To do =
• 1. In the KGGen text, list every method that the basic usage code calls on kg_tool.
• 2. Resume the text on KGGen after its final line of visualization code.

Given text =
2.3 Entity and Relation Clustering (“cluster”)

Clustering is KGGen’s central innovation: an iterative, LLM-guided loop identifies and merges semantically equivalent entities and relation types. This process collapses variant forms (“labors” vs. “labor”), synonyms, acronyms (“NYC” vs. “New York City”), and paraphrases, distilling redundant nodes and predicates into dense clusters. Clustering applies to both entities and predicates using a pseudocode-guided loop and repeated LLM validation/proposal calls, producing a low-redundancy graph appropriate for modern embedding and retrieval models.

3. Package Installation and API Usage

KGGen is distributed via PyPI and GitHub.

3.1 Installation

pip install kg-gen

3.2 Basic API Usage

from kg_gen import KGGen kg_tool = KGGen( model="gpt-4o", # DSPy-supported LM temperature=0.0, # deterministic decoding max_tokens=1024 ) document = """Your unstructured text here...""" kg_tool.generate(document) # Extraction kg_tool.aggregate() # Merges duplicates kg_tool.cluster() # Clusters entities & edges triples = kg_tool.triples clusters = kg_tool.entity_clusters

3.3 Visualization

import networkx as nx import matplotlib.pyplot as plt G = nx.DiGraph() for s, p, o in triples: G.add_edge(s, o, label=p) pos = nx.spring_layout(G) nx.draw(G, pos, with_labels=True, node_size=500, font_size=8) edge_labels = nx.get_edge_attributes(G, 'label') nx.draw_networkx_edge_labels(G, pos, edge_labels=edge_labels, font_size=6) plt.show()

Information shown =
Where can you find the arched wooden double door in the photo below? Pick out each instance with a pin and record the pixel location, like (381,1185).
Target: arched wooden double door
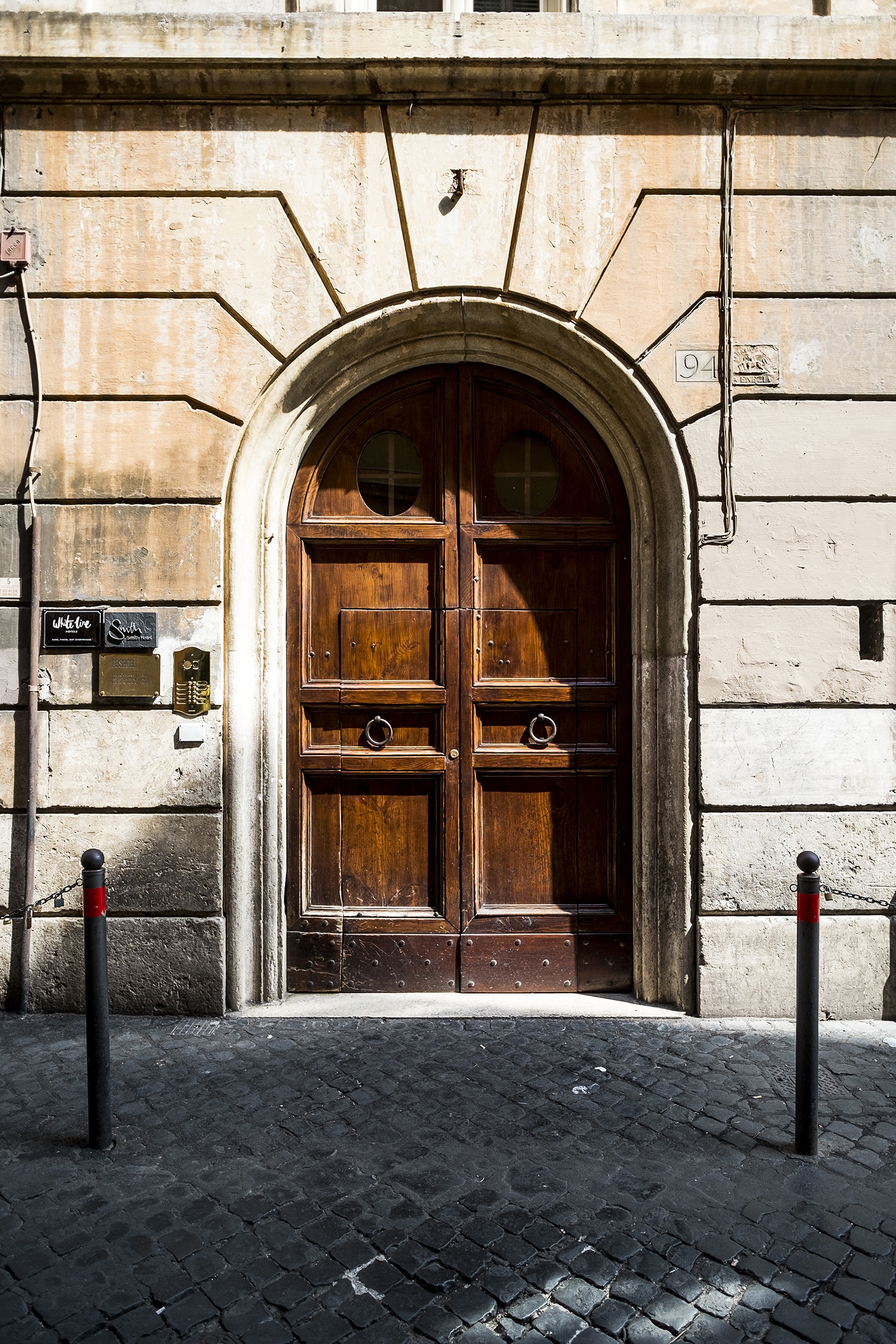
(460,685)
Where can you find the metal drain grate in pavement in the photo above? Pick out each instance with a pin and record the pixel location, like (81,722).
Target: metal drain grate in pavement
(204,1027)
(785,1078)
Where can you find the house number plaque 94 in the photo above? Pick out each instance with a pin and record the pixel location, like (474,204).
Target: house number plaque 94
(192,682)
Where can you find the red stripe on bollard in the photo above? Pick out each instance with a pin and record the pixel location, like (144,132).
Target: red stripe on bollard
(808,907)
(94,902)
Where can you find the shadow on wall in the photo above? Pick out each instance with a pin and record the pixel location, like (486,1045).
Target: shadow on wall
(165,928)
(889,987)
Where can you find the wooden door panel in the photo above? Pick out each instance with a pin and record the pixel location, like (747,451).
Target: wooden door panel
(390,848)
(467,625)
(526,578)
(360,578)
(500,413)
(517,964)
(320,728)
(532,646)
(315,963)
(527,859)
(392,646)
(517,729)
(597,728)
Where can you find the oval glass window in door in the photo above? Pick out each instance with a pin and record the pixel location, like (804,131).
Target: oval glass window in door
(527,474)
(390,474)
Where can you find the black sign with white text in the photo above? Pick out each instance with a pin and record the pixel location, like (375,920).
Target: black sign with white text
(72,628)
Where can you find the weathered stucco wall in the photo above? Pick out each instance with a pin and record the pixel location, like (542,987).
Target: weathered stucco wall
(185,253)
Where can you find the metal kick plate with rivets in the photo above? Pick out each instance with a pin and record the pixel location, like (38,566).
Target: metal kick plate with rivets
(517,964)
(410,963)
(605,963)
(315,963)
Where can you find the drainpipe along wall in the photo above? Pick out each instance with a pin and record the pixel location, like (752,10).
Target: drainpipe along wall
(31,474)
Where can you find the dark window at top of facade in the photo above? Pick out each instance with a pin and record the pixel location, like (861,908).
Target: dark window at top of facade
(409,6)
(505,6)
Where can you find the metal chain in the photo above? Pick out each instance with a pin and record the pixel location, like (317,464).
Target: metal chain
(57,897)
(854,895)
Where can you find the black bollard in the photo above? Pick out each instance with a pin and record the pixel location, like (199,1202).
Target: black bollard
(93,877)
(808,888)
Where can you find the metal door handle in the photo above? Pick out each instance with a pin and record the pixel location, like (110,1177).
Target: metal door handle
(383,725)
(550,734)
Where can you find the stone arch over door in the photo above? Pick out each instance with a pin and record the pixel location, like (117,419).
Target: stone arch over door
(297,404)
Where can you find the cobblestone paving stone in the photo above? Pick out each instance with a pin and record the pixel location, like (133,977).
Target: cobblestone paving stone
(480,1180)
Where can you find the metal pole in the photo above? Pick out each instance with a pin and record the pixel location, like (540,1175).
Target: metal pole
(808,888)
(97,999)
(34,691)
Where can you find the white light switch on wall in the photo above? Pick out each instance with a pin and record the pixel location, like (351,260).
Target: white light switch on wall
(191,734)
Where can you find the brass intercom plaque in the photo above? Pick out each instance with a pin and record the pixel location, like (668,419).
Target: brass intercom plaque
(192,682)
(131,676)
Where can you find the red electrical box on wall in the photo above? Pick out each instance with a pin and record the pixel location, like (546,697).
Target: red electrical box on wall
(15,246)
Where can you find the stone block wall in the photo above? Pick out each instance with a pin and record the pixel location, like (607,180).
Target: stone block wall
(183,253)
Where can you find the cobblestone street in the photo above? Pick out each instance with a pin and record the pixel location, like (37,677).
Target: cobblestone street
(280,1179)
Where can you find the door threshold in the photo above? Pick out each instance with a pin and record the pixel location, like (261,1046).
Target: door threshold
(457,1006)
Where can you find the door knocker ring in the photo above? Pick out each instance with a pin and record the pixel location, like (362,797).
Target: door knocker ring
(551,730)
(383,725)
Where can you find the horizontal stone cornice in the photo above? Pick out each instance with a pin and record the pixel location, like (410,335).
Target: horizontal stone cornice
(63,56)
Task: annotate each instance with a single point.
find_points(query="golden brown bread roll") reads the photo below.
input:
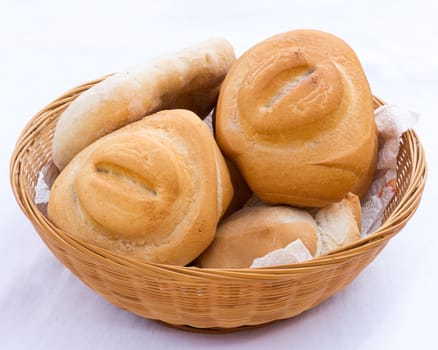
(189, 79)
(339, 224)
(154, 189)
(255, 231)
(295, 114)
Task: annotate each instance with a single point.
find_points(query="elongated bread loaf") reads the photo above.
(189, 79)
(154, 189)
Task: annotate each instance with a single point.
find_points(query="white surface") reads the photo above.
(47, 48)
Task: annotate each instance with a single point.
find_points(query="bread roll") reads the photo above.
(188, 79)
(154, 189)
(295, 114)
(339, 224)
(255, 232)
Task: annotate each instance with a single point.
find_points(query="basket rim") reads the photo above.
(398, 218)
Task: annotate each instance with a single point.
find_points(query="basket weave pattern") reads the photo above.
(213, 299)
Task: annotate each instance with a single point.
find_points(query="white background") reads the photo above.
(47, 48)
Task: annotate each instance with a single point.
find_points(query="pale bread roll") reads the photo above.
(257, 231)
(253, 232)
(295, 114)
(154, 189)
(188, 79)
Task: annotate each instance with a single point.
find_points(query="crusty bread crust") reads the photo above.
(154, 189)
(189, 79)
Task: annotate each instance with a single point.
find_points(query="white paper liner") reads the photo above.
(294, 252)
(391, 121)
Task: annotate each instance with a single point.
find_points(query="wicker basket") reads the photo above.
(214, 300)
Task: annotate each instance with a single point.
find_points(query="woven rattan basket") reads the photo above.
(214, 300)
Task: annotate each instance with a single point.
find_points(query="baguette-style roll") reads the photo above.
(154, 189)
(188, 79)
(255, 232)
(295, 114)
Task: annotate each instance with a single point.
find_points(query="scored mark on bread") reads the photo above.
(125, 175)
(287, 88)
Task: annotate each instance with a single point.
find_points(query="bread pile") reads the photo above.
(142, 175)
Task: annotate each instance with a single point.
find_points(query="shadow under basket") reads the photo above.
(209, 300)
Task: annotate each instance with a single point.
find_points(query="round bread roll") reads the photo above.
(253, 232)
(295, 114)
(256, 231)
(154, 189)
(189, 79)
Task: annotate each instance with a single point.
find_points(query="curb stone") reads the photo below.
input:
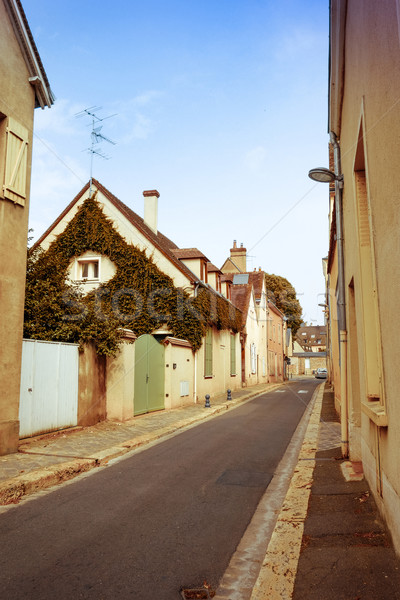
(278, 571)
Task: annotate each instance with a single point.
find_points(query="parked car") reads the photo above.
(321, 374)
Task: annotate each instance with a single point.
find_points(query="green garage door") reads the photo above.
(149, 375)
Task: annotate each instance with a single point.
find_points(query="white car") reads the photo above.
(321, 373)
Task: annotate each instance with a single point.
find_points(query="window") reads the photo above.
(208, 354)
(15, 148)
(233, 354)
(89, 269)
(253, 358)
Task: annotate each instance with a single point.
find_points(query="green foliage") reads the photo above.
(139, 297)
(281, 292)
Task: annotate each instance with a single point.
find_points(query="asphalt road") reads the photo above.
(146, 526)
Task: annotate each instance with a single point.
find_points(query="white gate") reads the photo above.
(49, 387)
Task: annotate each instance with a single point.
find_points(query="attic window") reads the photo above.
(89, 269)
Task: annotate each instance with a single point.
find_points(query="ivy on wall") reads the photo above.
(139, 297)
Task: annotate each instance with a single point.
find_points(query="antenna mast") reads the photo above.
(96, 137)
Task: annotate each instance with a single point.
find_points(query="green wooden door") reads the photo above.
(149, 375)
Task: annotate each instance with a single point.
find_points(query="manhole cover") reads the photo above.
(197, 593)
(245, 478)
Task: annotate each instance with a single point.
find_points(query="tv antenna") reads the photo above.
(96, 137)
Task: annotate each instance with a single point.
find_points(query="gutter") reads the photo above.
(341, 296)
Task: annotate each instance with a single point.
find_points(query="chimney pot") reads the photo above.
(151, 209)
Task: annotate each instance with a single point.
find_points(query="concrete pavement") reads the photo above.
(329, 541)
(46, 460)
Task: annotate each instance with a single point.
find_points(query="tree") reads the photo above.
(281, 292)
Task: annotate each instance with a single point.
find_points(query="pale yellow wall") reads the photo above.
(221, 380)
(183, 358)
(276, 346)
(371, 93)
(256, 330)
(17, 101)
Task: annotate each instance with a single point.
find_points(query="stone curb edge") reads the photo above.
(14, 489)
(278, 571)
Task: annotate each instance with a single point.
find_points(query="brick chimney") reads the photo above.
(238, 257)
(151, 209)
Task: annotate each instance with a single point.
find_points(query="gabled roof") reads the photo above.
(212, 268)
(227, 266)
(160, 241)
(240, 297)
(275, 309)
(37, 75)
(257, 279)
(183, 253)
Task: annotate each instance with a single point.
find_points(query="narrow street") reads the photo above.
(147, 525)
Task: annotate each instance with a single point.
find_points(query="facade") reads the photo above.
(182, 375)
(264, 327)
(363, 267)
(276, 343)
(24, 86)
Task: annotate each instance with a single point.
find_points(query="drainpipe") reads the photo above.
(341, 296)
(196, 287)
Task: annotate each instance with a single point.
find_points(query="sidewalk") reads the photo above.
(46, 460)
(330, 542)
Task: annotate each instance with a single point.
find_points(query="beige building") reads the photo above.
(24, 86)
(184, 376)
(264, 327)
(363, 268)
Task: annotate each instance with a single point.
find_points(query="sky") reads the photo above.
(220, 105)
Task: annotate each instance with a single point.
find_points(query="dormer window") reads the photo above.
(88, 269)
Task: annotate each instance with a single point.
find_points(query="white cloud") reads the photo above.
(255, 159)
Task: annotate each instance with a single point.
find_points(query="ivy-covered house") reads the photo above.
(156, 317)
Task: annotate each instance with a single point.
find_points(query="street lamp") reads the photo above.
(323, 175)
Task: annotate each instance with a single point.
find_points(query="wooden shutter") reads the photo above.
(16, 162)
(208, 354)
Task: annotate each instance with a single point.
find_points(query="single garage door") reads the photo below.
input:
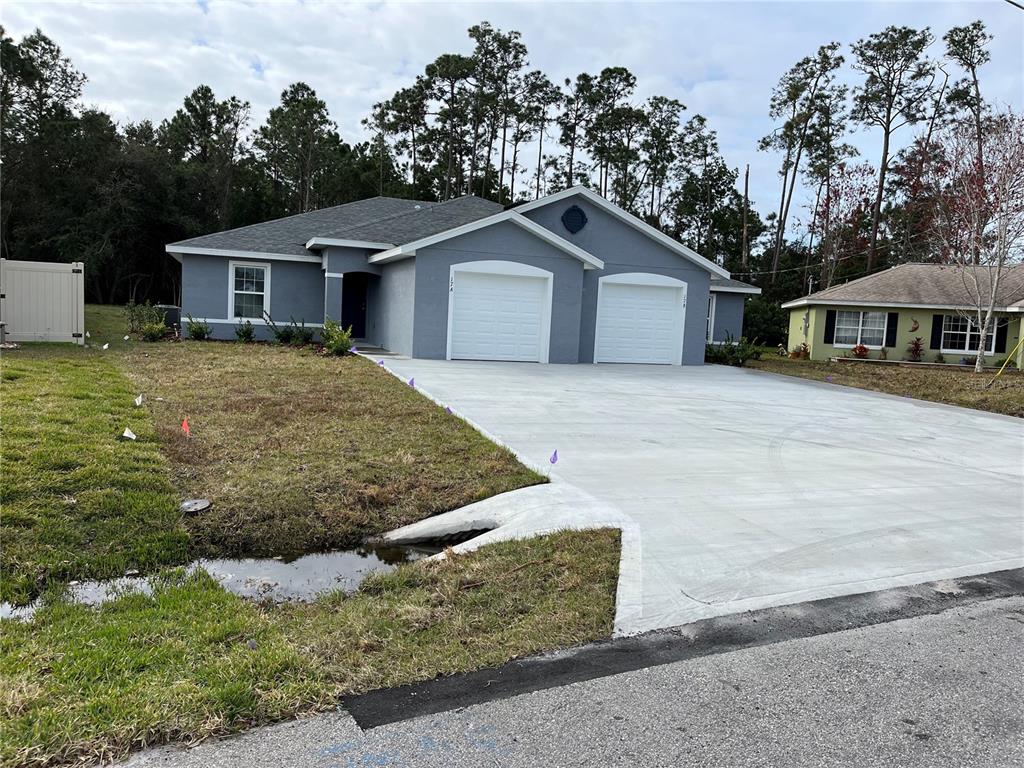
(498, 316)
(640, 323)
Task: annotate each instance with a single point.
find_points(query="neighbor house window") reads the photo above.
(963, 334)
(860, 328)
(250, 290)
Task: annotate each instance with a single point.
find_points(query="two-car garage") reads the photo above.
(501, 310)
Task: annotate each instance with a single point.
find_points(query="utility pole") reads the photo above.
(745, 251)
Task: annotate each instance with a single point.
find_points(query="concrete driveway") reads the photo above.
(737, 489)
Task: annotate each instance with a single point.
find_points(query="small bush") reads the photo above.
(732, 352)
(137, 316)
(915, 349)
(198, 329)
(154, 331)
(245, 332)
(803, 352)
(301, 336)
(282, 334)
(337, 340)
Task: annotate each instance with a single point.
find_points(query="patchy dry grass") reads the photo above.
(300, 452)
(89, 684)
(77, 502)
(953, 385)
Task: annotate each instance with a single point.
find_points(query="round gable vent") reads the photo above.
(573, 219)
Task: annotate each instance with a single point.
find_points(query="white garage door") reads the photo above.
(498, 316)
(640, 323)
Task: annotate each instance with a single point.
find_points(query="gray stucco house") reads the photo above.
(569, 278)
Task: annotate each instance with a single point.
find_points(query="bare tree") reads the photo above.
(982, 211)
(898, 81)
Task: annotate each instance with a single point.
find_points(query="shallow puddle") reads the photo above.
(262, 579)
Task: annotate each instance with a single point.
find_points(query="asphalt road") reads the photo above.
(943, 689)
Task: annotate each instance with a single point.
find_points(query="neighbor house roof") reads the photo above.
(937, 286)
(727, 285)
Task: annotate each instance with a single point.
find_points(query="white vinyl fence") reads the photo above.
(42, 301)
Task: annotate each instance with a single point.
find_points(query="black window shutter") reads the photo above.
(891, 323)
(829, 326)
(1001, 329)
(936, 342)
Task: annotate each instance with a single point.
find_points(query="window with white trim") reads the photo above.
(250, 292)
(962, 334)
(859, 328)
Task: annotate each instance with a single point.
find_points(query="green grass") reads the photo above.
(77, 502)
(954, 386)
(298, 453)
(90, 684)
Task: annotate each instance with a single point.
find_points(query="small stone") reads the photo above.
(194, 506)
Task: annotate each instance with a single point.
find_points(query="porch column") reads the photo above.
(332, 296)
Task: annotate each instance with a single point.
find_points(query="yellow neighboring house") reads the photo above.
(886, 311)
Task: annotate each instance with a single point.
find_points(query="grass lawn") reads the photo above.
(77, 502)
(86, 684)
(955, 386)
(298, 453)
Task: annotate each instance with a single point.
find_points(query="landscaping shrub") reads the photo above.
(732, 352)
(764, 318)
(915, 349)
(154, 331)
(198, 329)
(301, 336)
(245, 332)
(337, 340)
(137, 316)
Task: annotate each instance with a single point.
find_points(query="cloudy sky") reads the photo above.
(720, 58)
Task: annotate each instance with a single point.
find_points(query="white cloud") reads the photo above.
(720, 58)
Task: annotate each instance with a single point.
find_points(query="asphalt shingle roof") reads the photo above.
(377, 219)
(438, 217)
(927, 285)
(717, 282)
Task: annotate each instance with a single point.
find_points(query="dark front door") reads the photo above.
(353, 303)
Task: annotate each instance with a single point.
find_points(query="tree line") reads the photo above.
(77, 186)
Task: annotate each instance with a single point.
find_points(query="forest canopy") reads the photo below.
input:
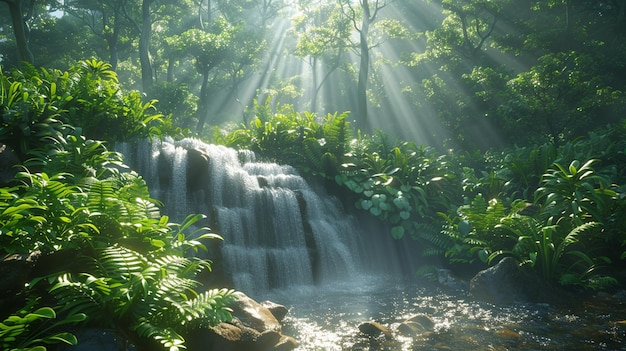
(447, 73)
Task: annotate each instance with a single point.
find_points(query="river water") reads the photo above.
(327, 319)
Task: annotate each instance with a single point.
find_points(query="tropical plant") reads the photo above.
(314, 145)
(29, 329)
(577, 192)
(153, 299)
(555, 250)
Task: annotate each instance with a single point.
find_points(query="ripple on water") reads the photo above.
(327, 319)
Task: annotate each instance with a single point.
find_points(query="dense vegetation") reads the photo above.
(456, 73)
(558, 209)
(104, 255)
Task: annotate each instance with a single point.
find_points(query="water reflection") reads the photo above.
(328, 318)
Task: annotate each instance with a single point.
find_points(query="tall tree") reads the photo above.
(363, 14)
(324, 38)
(110, 20)
(20, 29)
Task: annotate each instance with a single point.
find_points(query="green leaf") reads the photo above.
(397, 232)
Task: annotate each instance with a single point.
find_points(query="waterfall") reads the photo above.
(278, 230)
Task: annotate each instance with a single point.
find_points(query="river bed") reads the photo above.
(327, 319)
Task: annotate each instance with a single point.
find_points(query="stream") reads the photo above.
(327, 319)
(290, 242)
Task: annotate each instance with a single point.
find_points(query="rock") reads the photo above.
(449, 280)
(416, 325)
(253, 327)
(268, 339)
(263, 181)
(253, 314)
(507, 282)
(279, 311)
(410, 329)
(286, 343)
(197, 169)
(8, 163)
(374, 329)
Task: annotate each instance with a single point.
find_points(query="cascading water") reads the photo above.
(279, 232)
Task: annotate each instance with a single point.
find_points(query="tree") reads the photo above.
(20, 29)
(208, 50)
(556, 98)
(110, 20)
(323, 37)
(365, 13)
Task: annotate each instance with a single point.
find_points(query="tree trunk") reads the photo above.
(364, 65)
(202, 110)
(19, 29)
(144, 45)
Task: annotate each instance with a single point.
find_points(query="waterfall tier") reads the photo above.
(278, 230)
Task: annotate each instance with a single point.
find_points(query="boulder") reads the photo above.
(416, 325)
(507, 282)
(197, 169)
(286, 343)
(252, 328)
(279, 311)
(253, 314)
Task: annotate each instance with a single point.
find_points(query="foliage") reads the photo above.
(28, 330)
(154, 298)
(74, 198)
(314, 145)
(42, 104)
(555, 252)
(398, 182)
(576, 192)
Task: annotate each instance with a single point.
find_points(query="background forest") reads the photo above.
(481, 129)
(459, 74)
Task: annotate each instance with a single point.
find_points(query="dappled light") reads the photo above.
(312, 175)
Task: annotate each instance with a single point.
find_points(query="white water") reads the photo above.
(281, 233)
(294, 244)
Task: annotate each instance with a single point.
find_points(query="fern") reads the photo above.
(156, 299)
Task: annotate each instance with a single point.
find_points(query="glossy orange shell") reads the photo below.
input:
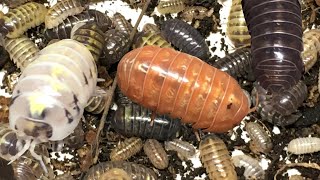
(171, 82)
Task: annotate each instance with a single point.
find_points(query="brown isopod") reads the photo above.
(260, 140)
(171, 82)
(156, 153)
(215, 158)
(304, 145)
(126, 149)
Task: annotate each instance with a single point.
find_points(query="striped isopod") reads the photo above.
(150, 38)
(61, 10)
(21, 50)
(51, 108)
(195, 12)
(167, 81)
(279, 108)
(18, 20)
(260, 140)
(215, 158)
(120, 23)
(117, 45)
(237, 30)
(170, 6)
(183, 148)
(185, 37)
(236, 64)
(131, 119)
(311, 48)
(63, 30)
(276, 42)
(90, 35)
(252, 168)
(304, 145)
(136, 171)
(126, 149)
(156, 153)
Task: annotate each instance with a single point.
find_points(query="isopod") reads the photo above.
(185, 37)
(18, 20)
(167, 81)
(63, 30)
(183, 148)
(237, 30)
(170, 6)
(136, 171)
(253, 170)
(260, 140)
(215, 158)
(63, 78)
(21, 50)
(276, 42)
(311, 48)
(61, 10)
(304, 145)
(126, 149)
(156, 153)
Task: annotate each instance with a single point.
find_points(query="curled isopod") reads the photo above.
(21, 50)
(126, 149)
(260, 140)
(170, 6)
(20, 19)
(183, 148)
(253, 170)
(61, 10)
(304, 145)
(136, 171)
(215, 158)
(156, 153)
(185, 37)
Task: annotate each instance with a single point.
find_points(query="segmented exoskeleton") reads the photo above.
(136, 171)
(21, 50)
(276, 42)
(61, 10)
(18, 20)
(185, 37)
(63, 30)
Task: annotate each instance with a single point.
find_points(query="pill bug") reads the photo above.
(195, 12)
(51, 109)
(21, 50)
(260, 140)
(136, 171)
(116, 46)
(237, 64)
(311, 48)
(215, 157)
(237, 30)
(144, 76)
(134, 120)
(276, 42)
(170, 6)
(304, 145)
(18, 20)
(252, 168)
(126, 149)
(183, 148)
(91, 36)
(185, 37)
(150, 38)
(156, 153)
(63, 30)
(61, 10)
(121, 23)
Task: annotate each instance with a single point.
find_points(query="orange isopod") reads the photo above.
(175, 83)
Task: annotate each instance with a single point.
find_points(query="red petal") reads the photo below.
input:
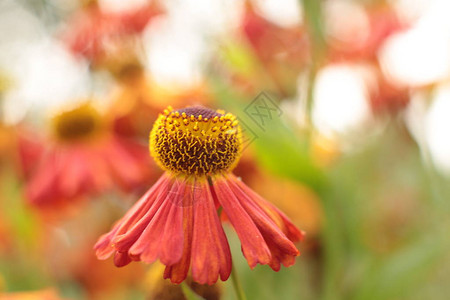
(153, 240)
(254, 247)
(210, 251)
(267, 227)
(104, 247)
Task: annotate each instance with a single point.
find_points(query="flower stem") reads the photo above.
(237, 285)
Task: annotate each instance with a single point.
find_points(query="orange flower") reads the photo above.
(283, 52)
(85, 158)
(91, 29)
(47, 294)
(138, 101)
(177, 220)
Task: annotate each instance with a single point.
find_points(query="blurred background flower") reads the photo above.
(349, 138)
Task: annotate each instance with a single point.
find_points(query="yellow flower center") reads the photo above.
(81, 123)
(196, 141)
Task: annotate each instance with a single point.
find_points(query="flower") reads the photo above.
(178, 219)
(91, 30)
(85, 158)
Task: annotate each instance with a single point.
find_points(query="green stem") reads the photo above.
(237, 285)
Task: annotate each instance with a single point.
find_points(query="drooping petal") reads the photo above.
(43, 186)
(210, 251)
(283, 250)
(115, 239)
(149, 244)
(253, 244)
(127, 170)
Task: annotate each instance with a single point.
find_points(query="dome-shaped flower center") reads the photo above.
(80, 123)
(196, 141)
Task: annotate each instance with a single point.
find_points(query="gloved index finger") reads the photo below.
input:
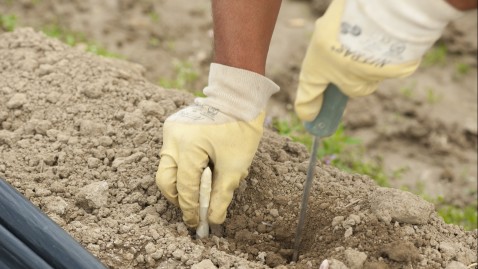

Your responses =
• 1. generate, aggregate, cluster

• 2.
4. MINE Benchmark: Evaluation of Extraction Fidelity

MINE (Measure of Information in Nodes and Edges) is introduced to quantify the factual coverage of automatically extracted KGs.

4.1 Metric Definition

For $N=100$ articles with 15 ground-truth facts $\{f_{i1},...,f_{i15}\}$ per article:

• Encode facts and KG nodes via sentence transformer embeddings.
• Retrieve top-$k$ similar nodes by cosine similarity.
• Expand to all nodes within two hops.
• Employ an LLM judge to determine if a fact is inferable from the subgraph.

The MINE score is computed as:

$$\text{MINE} = \frac{1}{N\cdot 15}\sum_{i=1}^N\sum_{j=1}^{15} m_{ij}\times 100\%$$

where $m_{ij}=1$ if fact $f_{ij}$ is captured.

4.2 Benchmark Protocol and Results

Extractor	Average MINE (%)
OpenIE	29.84
GraphRAG	47.80
KGGen	66.07

KGGen surpasses GraphRAG and OpenIE by 18.3 and 36.2 percentage points, respectively, highlighting its enhanced capacity for salient fact extraction and reduction of graph sparsity.

5. Practical Considerations and Extensions

Practical usage of KGGen involves several domain- and LM-configuration-specific parameters:

• Extraction prompts should be concise; few-shot examples are beneficial for specialized terminology.
• Clustering instructions can be tailored for domain-specific synonymy (e.g., chemical or medical terms).
• Deterministic LM decoding (low temperature, top_p$\approx1.0$) is recommended for consistency.
• Partition input corpora to <1,000 tokens per chunk for long-form documents.

Foreseeable extensions include:

• Incorporation of embedding similarity thresholds alongside LM clustering proposals to mitigate erroneous merges (e.g., cosine > 0.9).
• Expansion of the MINE benchmark for larger corpora, such as books or multi-document datasets.
• Reduction of LLM invocation costs via specialized, distilled models for extraction and clustering.
• Integration of human-in-the-loop verification for ambiguous clusters could further enhance precision.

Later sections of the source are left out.